Supplied data -
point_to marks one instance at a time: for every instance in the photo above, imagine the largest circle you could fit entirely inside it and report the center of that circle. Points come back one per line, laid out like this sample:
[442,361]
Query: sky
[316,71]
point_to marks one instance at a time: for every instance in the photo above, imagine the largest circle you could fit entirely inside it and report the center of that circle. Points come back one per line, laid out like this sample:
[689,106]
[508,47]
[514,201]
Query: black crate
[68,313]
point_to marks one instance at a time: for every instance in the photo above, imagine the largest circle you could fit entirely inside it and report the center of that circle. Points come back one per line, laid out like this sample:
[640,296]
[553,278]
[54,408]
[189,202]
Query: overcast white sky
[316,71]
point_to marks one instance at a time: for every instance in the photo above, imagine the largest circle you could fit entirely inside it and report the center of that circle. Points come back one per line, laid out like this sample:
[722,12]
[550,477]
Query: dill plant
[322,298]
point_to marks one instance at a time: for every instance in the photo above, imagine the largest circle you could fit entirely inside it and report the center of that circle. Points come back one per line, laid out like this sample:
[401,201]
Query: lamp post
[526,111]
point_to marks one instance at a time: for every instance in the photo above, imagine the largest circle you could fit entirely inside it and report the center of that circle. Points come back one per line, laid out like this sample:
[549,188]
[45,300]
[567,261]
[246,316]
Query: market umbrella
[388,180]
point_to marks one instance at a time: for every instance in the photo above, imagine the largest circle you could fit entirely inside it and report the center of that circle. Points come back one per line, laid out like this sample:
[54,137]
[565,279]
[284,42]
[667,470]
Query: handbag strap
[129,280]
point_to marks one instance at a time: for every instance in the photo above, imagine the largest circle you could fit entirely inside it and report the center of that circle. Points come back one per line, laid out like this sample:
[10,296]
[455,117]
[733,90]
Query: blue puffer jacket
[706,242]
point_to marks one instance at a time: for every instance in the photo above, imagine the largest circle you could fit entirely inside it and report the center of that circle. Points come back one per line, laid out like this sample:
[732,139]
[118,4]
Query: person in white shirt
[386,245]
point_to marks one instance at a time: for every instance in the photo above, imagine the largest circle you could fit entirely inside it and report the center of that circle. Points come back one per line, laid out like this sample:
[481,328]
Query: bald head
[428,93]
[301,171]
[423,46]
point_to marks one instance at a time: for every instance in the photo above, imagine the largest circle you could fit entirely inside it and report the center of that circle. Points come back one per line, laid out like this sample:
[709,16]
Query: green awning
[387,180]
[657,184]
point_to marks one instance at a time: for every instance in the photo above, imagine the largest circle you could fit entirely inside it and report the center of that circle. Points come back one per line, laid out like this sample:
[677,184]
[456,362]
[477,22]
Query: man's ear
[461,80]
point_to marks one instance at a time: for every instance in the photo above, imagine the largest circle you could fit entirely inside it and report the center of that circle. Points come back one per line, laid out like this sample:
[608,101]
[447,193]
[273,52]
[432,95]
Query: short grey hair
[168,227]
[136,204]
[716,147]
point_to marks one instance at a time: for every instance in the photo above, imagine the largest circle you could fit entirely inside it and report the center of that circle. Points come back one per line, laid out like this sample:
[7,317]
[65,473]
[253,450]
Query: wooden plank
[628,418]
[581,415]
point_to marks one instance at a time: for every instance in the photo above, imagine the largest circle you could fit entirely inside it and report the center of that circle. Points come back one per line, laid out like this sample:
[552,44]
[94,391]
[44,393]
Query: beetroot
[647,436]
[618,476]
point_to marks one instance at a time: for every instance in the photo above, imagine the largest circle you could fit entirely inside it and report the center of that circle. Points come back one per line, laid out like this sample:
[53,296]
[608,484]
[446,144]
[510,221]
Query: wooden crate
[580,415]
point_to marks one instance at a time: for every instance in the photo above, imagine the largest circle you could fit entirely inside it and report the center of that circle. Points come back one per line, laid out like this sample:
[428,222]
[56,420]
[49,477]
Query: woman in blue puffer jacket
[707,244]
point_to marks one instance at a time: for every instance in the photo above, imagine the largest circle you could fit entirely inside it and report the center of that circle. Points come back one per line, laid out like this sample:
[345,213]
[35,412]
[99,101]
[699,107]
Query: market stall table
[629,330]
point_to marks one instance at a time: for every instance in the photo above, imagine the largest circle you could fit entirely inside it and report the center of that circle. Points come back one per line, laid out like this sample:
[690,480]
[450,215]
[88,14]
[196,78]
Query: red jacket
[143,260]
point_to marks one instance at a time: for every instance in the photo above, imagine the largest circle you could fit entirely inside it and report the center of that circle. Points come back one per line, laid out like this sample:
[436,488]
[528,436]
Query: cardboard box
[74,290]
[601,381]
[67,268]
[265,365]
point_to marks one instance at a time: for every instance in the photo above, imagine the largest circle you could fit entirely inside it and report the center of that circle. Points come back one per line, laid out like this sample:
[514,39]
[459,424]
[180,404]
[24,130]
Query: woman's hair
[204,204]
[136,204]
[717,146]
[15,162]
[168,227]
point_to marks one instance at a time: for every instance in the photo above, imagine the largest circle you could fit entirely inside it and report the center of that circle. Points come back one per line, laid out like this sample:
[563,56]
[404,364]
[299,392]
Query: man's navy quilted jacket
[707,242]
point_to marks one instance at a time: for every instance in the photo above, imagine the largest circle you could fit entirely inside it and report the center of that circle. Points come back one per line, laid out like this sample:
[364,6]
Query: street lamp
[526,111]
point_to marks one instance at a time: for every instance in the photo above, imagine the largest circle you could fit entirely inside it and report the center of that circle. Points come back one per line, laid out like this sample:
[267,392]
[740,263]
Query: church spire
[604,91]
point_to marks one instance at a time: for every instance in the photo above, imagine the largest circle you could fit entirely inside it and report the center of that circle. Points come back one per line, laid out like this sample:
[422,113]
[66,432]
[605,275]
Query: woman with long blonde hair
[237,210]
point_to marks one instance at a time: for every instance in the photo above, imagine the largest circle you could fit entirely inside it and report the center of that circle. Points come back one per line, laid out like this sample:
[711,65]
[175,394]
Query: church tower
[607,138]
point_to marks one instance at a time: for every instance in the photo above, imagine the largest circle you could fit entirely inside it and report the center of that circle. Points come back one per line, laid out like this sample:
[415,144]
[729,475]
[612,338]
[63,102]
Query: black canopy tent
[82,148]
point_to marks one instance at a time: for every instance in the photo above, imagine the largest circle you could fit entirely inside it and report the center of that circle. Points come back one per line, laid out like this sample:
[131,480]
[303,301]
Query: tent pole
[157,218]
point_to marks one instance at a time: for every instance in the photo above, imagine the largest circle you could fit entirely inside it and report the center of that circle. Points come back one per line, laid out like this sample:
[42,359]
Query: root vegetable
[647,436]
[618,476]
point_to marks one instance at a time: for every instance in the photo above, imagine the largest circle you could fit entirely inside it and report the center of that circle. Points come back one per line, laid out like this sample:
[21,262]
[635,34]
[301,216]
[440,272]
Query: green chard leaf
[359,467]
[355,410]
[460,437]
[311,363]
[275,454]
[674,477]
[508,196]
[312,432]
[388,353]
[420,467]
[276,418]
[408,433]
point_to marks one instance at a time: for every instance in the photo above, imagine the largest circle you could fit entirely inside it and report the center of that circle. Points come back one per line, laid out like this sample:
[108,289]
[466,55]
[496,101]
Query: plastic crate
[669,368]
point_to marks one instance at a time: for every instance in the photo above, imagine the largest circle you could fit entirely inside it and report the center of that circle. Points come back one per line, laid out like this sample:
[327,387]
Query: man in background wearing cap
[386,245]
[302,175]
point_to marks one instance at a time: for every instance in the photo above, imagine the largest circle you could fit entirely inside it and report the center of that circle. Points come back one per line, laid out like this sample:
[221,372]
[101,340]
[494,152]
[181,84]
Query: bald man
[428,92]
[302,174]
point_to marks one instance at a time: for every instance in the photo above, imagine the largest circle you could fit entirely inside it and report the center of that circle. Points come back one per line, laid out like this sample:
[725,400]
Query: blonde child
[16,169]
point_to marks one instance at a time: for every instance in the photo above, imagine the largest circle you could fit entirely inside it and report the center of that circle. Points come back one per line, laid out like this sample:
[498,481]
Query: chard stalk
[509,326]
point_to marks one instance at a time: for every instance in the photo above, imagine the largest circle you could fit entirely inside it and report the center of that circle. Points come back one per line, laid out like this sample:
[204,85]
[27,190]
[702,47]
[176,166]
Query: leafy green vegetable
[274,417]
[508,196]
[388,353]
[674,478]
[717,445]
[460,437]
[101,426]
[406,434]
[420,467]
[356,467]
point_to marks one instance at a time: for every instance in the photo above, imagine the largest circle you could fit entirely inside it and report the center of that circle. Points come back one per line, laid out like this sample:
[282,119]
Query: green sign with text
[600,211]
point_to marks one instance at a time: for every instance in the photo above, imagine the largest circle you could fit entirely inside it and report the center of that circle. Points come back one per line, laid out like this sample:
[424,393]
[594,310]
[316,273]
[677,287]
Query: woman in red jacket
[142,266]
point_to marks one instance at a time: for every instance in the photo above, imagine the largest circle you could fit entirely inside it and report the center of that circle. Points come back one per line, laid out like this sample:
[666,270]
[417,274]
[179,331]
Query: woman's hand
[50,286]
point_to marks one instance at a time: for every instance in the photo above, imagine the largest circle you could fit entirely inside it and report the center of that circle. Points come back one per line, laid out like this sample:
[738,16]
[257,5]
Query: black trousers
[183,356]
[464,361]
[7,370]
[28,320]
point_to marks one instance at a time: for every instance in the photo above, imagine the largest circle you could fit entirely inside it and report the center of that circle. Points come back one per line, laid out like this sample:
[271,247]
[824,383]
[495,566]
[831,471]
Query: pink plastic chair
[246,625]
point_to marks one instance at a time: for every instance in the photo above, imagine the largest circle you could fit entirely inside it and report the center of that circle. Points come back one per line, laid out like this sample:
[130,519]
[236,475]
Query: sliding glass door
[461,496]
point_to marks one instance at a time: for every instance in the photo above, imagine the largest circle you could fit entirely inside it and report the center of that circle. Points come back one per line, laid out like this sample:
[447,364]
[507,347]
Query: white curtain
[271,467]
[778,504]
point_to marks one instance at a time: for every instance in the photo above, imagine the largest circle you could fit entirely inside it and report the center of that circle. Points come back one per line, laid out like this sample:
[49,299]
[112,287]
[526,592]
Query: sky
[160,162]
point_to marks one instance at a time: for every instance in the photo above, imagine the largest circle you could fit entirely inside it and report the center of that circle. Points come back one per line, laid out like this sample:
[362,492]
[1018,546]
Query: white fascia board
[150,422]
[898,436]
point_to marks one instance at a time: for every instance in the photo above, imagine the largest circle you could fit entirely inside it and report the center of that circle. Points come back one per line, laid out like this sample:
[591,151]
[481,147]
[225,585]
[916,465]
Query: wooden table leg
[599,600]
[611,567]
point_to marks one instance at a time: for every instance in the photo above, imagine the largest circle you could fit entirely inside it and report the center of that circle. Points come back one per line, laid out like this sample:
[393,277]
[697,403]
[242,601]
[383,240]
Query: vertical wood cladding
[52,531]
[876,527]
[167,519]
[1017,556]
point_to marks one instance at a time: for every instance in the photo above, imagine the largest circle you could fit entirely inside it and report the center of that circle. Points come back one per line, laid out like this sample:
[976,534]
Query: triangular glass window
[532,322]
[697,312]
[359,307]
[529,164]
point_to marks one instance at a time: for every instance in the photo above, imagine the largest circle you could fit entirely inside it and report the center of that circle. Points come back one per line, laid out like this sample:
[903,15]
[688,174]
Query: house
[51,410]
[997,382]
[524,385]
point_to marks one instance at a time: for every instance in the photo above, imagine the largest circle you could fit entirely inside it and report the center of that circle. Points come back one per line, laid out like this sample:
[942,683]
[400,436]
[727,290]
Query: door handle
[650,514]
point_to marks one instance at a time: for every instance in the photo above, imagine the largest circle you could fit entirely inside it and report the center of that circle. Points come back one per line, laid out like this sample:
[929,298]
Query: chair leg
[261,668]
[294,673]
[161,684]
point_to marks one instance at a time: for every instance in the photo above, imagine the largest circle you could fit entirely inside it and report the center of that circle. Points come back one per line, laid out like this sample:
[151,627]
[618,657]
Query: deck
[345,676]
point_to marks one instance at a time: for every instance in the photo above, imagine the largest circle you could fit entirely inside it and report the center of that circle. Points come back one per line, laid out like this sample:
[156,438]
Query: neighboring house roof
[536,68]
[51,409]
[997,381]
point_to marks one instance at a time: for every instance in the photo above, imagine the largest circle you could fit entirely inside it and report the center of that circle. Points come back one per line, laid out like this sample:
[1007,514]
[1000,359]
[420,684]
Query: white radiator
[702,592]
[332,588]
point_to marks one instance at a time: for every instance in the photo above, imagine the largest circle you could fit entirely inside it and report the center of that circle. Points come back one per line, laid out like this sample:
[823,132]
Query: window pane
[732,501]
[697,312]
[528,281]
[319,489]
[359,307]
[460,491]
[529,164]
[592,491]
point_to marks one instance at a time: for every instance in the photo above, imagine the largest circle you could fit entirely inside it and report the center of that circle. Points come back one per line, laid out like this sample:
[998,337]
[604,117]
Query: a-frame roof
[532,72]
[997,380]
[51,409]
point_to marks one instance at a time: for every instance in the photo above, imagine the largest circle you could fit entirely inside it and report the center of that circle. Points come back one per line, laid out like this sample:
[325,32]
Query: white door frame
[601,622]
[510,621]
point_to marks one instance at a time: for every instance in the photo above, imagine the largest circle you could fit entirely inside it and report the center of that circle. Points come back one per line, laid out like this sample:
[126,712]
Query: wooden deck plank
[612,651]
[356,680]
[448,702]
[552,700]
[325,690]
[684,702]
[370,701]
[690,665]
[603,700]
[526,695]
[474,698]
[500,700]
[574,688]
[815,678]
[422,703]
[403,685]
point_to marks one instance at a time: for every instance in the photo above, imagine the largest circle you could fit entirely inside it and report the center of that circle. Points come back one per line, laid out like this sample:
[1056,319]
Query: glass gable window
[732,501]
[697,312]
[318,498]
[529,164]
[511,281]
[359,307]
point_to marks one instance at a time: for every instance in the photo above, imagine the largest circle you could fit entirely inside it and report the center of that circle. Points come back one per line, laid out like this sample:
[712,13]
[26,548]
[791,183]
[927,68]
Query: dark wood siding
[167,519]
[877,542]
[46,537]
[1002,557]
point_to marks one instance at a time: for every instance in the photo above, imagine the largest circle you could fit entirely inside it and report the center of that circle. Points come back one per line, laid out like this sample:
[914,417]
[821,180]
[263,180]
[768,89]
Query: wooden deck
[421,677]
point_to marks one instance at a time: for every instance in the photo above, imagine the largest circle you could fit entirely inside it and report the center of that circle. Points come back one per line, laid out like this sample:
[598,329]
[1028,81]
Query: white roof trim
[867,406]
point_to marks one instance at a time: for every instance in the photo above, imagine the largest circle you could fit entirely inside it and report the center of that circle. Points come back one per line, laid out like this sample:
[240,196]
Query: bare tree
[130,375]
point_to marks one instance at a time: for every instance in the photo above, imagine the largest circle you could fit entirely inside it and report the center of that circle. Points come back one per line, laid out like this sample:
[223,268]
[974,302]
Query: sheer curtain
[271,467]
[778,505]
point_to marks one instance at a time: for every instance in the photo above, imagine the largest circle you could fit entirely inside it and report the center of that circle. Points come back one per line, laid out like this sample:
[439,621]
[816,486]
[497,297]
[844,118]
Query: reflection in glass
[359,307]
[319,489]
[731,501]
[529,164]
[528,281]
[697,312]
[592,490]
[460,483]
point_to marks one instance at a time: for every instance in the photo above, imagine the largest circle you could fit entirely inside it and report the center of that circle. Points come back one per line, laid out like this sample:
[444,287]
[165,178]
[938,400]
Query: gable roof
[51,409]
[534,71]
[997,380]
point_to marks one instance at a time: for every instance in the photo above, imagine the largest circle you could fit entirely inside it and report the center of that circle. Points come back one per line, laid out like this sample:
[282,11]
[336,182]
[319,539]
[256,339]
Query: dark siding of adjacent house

Exercise - List every line of the rows above that contains the string "puffer". Case counts.

Response below -
Query: blue puffer jacket
Query: woman in blue puffer jacket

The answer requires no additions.